→ **Task brief**
Reproduce the data from the line holding "Target: yellow flower" through the end of the data, inclusive, with every "instance" changed to "item" and nothing else altered. Leave the pictures out of the answer.

--

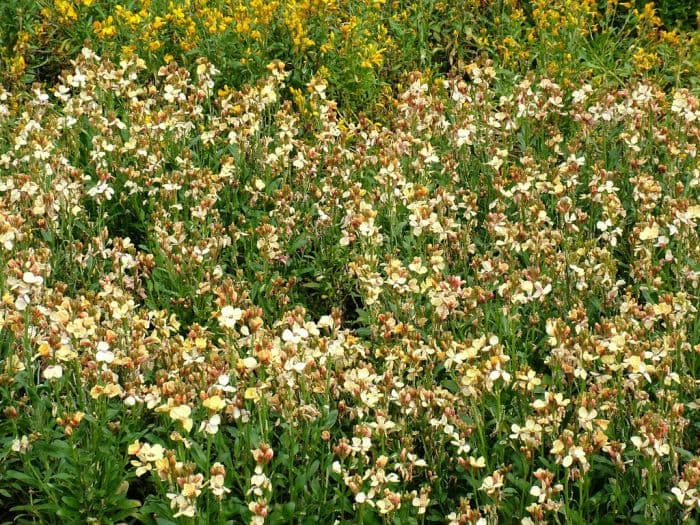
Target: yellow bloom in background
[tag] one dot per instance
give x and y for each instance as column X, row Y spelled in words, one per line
column 181, row 414
column 214, row 403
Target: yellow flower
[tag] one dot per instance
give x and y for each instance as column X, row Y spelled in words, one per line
column 214, row 403
column 182, row 413
column 251, row 393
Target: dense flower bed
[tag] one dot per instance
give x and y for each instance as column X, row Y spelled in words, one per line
column 459, row 296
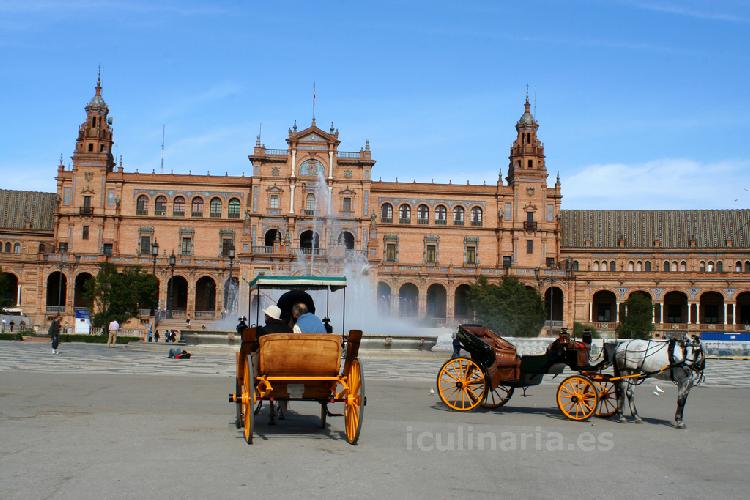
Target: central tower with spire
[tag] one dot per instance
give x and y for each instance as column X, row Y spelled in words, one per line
column 94, row 142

--

→ **Complete response**
Target: yellow flower
[tag] one dot per item
give x and y for each item as column X, row Y spelled in words, one per line
column 214, row 403
column 182, row 413
column 251, row 393
Target: dense flower bed
[tag] one dot per item
give x and y for each item as column X, row Y spelled in words, one per line
column 459, row 296
Target: central tower with spire
[tag] one dot per item
give x and y for each item as column X, row Y spelled in words, one per line
column 94, row 142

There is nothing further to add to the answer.